TO-DO LIST:
a) Answer these questions from the notebook text on setting up a transformer classification example, one answer per line:
(i) What width is given to the TextWrapper?
(ii) What item does the sample customer letter say was ordered?
(iii) The order was placed from the online store in which country?
b) Using the notebook text on setting up a transformer classification example, list every keyword argument passed to textwrap.TextWrapper along with its value.
c) Carry on the notebook text on setting up a transformer classification example from the point where it stops.

TEXT SHOWN:
Install the dependencies 

In [None]:
# Datasets is a library provided by HuggingFace where datasets are present
# Link: https://huggingface.co/docs/datasets/index
!pip install datasets

In [None]:
# Transformers is a library used to download models from HuggingFace
# Link: https://huggingface.co/docs/transformers/index
!pip install transformers

A textwrapper to format long texts nicely

In [None]:
import textwrap
wrapper = textwrap.TextWrapper(width=80, break_long_words=False, break_on_hyphens=False)

## Classification

We start by setting up an example text that we would like to analyze with a transformer model. This looks like your standard customer feedback from a transformer:

In [None]:
text = """Dear Amazon, last week I ordered an Optimus Prime action figure
from your online store in Germany. Unfortunately, when I opened the package, 
I discovered to my horror that I had been sent an action figure of Megatron 
instead! As a lifelong enemy of the Decepticons, I hope you can understand my 
dilemma. To resolve the issue, I demand an exchange of Megatron for the 
Optimus Prime figure I ordered. Enclosed are copies of my records concerning 
this purchase. I expect to hear from you soon. Sincerely, Bumblebee."""

COLLECTED DATA:

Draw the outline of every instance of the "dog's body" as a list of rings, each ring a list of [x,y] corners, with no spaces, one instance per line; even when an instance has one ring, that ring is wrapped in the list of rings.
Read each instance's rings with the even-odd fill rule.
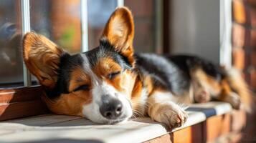
[[[234,76],[218,65],[193,56],[133,54],[133,26],[131,11],[118,8],[100,46],[75,55],[42,35],[26,34],[24,59],[45,87],[49,109],[104,124],[125,121],[133,114],[149,115],[176,127],[188,117],[178,103],[216,99],[236,109],[241,99],[249,104],[240,76],[236,84]]]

RESPONSE LIST:
a)
(i) 80
(ii) An Optimus Prime action figure
(iii) Germany

b)
width=80
break_long_words=False
break_on_hyphens=False

c)
print(wrapper.fill(text))

Dear Amazon, last week I ordered an Optimus Prime action figure from your online
store in Germany. Unfortunately, when I opened the package, I discovered to my
horror that I had been sent an action figure of Megatron instead! As a lifelong
enemy of the Decepticons, I hope you can understand my dilemma. To resolve the
issue, I demand an exchange of Megatron for the Optimus Prime figure I ordered.
Enclosed are copies of my records concerning this purchase. I expect to hear
from you soon. Sincerely, Bumblebee.


One of the most common tasks in NLP and especially when dealing with customer texts is _sentiment analysis_. We would like to know if a customer is satisfied with a service or product and potentially aggregate the feedback across all customers for reporting.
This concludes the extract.